A prisão valeu-lhe a interrupção da pintura dos frescos de mais de cem metros quadrados no Cinema Batalha, no Porto, que fora convidado para pintar com apenas 20 anos. Dois anos depois, a obra eram tapada pela censura do Estado Novo. No início de fevereiro último, o presidente da Câmara Municipal do Porto, Rui Moreira, anunciava que o pintor iria recuperar os murais na sequência da recuperação do cinema pela autarquia.

Ainda durante o Estado Novo, foi Soares quem apresentou Pomar ao general Norton de Matos na altura da campanha às presidenciais de 1949 como pintor para lhe traçar o retrato. Tal deu-lhe “imensa popularidade entre os alunos” da Escola Afonso Domingues, onde era professor, lembrou ao DN, mas também lhe valeu o despedimento. A partir daí, passou a ter de viver da pintura, e assim faria até ao fim.

· · ·

▶ **Tarefas a realizar**
1. Responda com base no excerto sobre Pomar:
(a) Com que idade foi ele convidado para pintar os frescos no Cinema Batalha?
(b) Quem o apresentou ao general Norton de Matos?
(c) Em que escola era ele professor?
2. Prossiga o excerto sobre Pomar a partir da última frase apresentada.

· · ·

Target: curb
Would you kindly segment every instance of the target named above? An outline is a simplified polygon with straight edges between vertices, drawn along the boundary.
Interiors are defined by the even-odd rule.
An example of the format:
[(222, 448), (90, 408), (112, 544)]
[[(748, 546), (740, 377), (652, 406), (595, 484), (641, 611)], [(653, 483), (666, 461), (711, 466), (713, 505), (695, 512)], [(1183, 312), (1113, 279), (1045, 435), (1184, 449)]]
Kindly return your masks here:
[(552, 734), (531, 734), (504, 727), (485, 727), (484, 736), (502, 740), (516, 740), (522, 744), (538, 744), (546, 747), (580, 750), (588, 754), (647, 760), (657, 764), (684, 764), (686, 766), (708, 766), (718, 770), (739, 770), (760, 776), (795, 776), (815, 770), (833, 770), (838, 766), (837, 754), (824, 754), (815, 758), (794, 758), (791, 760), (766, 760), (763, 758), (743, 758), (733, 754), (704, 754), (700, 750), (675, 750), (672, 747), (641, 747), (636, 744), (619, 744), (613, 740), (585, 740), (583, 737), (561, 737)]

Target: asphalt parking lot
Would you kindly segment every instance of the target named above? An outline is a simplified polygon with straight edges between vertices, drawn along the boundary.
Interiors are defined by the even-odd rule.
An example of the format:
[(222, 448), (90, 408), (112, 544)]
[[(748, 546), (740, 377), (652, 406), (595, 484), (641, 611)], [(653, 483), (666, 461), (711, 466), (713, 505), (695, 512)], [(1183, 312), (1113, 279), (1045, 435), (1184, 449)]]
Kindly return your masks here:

· · ·

▶ **Resultados das tarefas**
1.
(a) Com apenas 20 anos.
(b) Soares.
(c) Na Escola Afonso Domingues.

2.
Obras como O Ganhadeiro (1946) e O Almoço do Trolha (1946-50) são tanto símbolos maiores do neorrealismo português e da juventude de Pomar como do protesto social que encerravam em si. Veja-se, por exemplo, o rosto marcado do trolha. Abandonado o neorrealismo, seguem-se obras como Maria da Fonte (1957) e séries onde o movimento é um dos traços predominantes, como Tauromaquias (1960-64) ou Les Courses (1964-66), que representava corridas de cavalos e que Pomar expôs em Paris, cidade para onde partiu em 1963, aos 37 anos. Vieram depois trabalhos que experimentavam novas linguagens – entre elas a assemblage – como Rugby, Maio 68 ou Le Bain Turc, d’après Ingres (1971), que foi mostrado no Museu do Louvre numa exposição dedicada ao mestre francês Ingres.

A literatura marca fortemente a obra de Júlio Pomar. Captou Dom Quixote, o cavaleiro da triste figura, por várias vezes, a primeira das quais em 1959, para a ilustrar a edição traduzida por Aquilo Ribeiro. Guerra e Paz, de Tolstoi, A Divina Comédia de Dante , ou Pantagruel de Rabelais têm ilustrações suas. Para não falar dos escritores que retratou, de António Lobo Antunes – o amigo que uma vez disse à RTP que “há sempre uma gargalhada nos quadros dele” -, a Camões e Fernando Pessoa (que podem ser vistos na estação de metro de Alto dos Moinhos, em Lisboa), ou Baudelaire. Ele próprio escreveu duas coletâneas de poemas, Alguns Eventos (1992) e TRATAdoDITOeFEITO (2003), ambos editados pela Dom Quixote.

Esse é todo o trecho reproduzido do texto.